## Your objective
Write out exactly the line containing "Target: snowy hill" along with each line that follows it in the records below, and no others.

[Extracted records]

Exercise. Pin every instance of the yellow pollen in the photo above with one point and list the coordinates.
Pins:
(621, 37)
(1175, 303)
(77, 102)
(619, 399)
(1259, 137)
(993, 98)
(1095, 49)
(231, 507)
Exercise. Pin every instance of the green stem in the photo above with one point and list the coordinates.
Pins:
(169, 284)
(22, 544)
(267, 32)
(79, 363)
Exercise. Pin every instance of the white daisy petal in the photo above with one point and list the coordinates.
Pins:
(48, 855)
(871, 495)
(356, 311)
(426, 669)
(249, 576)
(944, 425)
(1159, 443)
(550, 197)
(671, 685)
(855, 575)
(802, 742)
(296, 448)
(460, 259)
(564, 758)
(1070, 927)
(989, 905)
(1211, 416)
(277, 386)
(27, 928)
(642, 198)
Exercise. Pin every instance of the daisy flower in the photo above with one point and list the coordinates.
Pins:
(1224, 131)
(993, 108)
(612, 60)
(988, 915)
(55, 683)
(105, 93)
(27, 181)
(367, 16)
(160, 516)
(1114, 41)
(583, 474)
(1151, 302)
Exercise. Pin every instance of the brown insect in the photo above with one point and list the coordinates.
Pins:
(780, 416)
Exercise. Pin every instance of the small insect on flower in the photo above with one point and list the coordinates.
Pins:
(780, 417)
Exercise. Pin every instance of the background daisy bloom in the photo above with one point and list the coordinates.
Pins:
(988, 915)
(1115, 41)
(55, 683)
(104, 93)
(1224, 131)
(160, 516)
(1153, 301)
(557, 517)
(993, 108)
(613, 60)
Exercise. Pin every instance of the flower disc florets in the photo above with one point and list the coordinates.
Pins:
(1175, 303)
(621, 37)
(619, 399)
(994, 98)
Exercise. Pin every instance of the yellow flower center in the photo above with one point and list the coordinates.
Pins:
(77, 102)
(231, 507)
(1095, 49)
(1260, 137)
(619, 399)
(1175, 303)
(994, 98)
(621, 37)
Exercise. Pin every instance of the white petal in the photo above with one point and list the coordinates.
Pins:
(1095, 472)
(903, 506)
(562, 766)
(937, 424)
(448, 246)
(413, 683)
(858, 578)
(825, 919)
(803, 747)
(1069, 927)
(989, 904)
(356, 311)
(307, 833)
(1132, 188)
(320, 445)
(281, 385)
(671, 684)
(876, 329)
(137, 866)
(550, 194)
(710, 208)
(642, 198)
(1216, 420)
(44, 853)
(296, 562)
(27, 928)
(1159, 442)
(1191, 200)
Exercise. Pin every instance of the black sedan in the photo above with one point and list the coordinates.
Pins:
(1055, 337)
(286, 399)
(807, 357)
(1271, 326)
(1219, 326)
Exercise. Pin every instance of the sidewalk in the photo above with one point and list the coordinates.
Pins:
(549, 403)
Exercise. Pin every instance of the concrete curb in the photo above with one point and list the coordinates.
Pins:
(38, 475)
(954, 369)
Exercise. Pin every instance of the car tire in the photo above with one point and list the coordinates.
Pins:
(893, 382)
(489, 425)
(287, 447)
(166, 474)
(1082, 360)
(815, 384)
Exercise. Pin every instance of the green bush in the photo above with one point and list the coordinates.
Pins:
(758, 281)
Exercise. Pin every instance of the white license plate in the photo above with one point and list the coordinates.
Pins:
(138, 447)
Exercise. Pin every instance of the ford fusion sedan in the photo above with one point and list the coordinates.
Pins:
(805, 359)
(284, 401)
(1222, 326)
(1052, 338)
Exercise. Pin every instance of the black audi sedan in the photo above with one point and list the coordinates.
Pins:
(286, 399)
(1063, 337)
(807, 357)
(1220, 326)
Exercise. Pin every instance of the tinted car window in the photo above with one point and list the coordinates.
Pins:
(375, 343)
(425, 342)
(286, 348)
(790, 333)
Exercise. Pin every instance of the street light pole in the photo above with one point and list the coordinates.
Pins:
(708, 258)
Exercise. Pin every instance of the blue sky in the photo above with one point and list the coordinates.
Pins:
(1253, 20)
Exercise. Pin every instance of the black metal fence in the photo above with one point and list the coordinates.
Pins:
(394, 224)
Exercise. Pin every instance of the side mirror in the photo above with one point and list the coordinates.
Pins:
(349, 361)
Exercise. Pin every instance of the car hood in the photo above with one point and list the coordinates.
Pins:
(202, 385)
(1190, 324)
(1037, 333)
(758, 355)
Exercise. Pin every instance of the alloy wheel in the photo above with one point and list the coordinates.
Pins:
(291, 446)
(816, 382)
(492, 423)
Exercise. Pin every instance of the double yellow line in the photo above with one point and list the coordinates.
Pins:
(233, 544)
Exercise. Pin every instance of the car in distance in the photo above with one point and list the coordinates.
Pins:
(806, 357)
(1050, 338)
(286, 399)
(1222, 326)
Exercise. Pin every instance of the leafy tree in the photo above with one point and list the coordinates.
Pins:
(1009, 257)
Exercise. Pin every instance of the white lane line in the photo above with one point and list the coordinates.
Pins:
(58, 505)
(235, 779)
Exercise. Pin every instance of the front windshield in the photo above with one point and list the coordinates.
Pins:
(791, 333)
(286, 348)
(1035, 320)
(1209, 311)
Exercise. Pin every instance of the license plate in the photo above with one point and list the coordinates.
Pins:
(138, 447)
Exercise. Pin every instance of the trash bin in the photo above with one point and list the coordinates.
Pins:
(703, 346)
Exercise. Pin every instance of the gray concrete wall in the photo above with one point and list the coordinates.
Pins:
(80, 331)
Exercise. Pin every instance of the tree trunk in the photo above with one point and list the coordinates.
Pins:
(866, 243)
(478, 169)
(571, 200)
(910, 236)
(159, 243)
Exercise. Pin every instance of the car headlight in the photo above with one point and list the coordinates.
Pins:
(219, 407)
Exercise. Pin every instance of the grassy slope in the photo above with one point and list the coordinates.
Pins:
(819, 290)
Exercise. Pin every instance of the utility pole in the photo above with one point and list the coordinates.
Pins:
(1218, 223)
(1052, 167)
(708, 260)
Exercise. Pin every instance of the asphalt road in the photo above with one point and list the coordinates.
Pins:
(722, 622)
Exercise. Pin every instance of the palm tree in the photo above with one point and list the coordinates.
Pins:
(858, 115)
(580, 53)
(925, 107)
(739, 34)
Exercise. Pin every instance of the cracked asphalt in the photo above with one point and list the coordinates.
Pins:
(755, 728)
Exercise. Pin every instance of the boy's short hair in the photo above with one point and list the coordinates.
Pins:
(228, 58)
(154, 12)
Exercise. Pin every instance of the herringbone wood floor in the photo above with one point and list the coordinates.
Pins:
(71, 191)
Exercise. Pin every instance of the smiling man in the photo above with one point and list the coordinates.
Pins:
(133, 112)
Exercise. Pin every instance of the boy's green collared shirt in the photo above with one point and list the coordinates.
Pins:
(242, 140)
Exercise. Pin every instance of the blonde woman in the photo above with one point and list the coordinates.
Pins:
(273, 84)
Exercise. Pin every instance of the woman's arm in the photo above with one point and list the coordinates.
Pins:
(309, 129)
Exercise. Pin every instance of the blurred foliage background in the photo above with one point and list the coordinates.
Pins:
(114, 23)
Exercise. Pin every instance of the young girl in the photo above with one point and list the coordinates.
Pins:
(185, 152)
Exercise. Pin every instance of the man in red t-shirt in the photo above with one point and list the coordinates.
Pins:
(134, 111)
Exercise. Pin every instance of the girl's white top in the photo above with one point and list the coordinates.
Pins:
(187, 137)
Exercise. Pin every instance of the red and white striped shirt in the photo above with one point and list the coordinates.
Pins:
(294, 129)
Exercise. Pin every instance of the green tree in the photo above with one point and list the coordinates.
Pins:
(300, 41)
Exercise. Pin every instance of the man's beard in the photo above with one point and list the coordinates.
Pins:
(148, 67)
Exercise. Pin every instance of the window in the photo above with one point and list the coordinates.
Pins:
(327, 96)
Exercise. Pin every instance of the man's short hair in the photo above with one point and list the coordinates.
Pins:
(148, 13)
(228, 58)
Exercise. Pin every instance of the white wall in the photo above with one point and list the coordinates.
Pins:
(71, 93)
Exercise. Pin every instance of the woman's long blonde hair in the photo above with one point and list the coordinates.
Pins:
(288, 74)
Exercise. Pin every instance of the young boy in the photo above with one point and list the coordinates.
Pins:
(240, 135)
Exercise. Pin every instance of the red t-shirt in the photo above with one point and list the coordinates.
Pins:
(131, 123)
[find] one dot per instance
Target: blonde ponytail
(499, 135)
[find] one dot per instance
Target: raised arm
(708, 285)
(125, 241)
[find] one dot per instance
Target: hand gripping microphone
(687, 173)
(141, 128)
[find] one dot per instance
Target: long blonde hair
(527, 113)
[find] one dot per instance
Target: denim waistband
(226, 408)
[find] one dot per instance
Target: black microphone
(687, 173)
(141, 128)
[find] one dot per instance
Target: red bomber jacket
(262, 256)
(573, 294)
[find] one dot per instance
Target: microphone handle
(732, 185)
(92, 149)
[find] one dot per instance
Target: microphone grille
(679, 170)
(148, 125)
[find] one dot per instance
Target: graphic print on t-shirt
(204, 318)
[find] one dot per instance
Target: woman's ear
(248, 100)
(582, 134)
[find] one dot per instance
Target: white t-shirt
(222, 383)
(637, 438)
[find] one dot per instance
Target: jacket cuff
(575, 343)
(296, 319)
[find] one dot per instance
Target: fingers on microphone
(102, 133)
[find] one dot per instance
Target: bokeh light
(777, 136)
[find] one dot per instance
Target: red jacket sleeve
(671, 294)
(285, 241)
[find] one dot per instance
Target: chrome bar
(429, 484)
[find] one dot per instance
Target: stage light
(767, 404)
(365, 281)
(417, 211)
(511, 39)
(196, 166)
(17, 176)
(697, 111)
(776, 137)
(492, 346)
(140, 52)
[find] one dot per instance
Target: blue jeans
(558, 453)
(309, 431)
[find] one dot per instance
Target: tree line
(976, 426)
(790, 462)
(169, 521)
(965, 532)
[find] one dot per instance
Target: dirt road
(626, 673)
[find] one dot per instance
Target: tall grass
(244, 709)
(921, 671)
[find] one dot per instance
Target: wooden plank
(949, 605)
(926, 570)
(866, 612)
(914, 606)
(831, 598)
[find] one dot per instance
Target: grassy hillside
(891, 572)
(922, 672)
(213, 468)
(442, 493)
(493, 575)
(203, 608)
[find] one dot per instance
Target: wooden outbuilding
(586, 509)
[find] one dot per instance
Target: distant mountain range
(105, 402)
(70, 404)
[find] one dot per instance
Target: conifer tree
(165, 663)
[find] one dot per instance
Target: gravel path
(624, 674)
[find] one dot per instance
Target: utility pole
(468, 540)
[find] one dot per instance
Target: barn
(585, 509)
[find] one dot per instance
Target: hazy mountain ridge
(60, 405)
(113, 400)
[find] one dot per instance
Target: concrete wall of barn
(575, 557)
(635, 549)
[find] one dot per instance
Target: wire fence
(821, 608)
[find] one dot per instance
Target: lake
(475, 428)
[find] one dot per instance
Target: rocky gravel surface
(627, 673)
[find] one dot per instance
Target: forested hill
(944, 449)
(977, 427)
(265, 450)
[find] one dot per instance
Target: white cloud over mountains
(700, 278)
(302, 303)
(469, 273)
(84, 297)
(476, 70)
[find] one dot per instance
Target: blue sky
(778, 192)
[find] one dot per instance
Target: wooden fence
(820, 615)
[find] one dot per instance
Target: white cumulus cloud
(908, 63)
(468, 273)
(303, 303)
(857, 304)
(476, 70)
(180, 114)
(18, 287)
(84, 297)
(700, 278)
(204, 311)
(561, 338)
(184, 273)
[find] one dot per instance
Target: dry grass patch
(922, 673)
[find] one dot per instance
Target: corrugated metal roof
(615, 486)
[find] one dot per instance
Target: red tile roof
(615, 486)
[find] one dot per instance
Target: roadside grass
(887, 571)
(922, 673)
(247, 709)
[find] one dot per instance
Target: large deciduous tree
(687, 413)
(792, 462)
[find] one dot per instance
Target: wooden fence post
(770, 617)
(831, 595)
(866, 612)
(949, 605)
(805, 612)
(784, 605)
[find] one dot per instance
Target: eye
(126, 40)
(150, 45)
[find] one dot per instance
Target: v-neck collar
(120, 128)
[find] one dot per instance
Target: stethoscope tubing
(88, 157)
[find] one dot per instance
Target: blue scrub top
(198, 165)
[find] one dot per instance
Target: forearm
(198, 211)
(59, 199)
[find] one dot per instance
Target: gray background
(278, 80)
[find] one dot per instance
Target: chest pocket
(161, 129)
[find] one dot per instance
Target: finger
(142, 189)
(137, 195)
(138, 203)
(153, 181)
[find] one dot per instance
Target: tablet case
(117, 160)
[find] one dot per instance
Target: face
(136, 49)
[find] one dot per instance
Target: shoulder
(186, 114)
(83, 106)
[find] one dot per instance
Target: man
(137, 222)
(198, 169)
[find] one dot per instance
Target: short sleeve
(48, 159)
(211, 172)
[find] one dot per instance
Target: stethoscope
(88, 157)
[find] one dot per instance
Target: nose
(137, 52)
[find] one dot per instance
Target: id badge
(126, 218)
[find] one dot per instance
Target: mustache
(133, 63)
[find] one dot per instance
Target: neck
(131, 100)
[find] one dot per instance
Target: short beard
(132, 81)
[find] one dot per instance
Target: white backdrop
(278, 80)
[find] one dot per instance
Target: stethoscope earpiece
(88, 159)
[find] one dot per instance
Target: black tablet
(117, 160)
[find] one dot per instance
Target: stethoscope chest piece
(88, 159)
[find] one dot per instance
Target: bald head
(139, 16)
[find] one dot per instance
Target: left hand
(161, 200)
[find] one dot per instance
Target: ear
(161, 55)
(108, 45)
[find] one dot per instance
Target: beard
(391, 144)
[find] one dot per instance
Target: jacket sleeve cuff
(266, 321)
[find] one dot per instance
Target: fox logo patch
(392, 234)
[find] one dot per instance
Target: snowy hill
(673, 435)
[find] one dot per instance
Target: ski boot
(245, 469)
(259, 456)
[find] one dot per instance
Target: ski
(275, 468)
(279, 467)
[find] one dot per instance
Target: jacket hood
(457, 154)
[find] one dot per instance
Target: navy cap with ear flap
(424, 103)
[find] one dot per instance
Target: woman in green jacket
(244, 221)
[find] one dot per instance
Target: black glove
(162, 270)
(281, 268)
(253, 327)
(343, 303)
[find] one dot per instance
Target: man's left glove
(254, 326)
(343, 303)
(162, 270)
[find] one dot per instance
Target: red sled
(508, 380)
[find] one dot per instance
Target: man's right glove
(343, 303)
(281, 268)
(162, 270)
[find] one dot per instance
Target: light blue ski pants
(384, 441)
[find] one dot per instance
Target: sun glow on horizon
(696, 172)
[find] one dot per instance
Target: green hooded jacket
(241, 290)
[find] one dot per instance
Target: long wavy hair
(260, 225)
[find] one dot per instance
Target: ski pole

## Response area
Target: snowy hill
(673, 435)
[find] one dot per instance
Target: ski boot
(245, 469)
(259, 456)
[find] one dot per instance
Target: ski
(275, 468)
(279, 467)
[find] one dot per instance
Target: jacket hood
(457, 154)
[find] one dot per instance
Target: navy cap with ear flap
(424, 103)
[find] one dot per instance
Target: woman in green jacket
(244, 221)
[find] one dot per instance
Target: black glove
(162, 270)
(281, 268)
(253, 327)
(343, 303)
[find] one dot per instance
Target: man's left glove
(254, 326)
(343, 303)
(162, 270)
[find] one dot per instance
Target: red sled
(508, 380)
[find] one dot per instance
Target: man's right glove
(343, 303)
(281, 268)
(162, 270)
[find] one dot per instance
Target: light blue ski pants
(384, 441)
[find] one dot per instance
Target: sun glow on horizon
(696, 172)
[find] one dot per instance
Target: green hooded jacket
(241, 290)
[find] one dot per instance
Target: long wavy hair
(260, 225)
[find] one dot per instance
Target: ski pole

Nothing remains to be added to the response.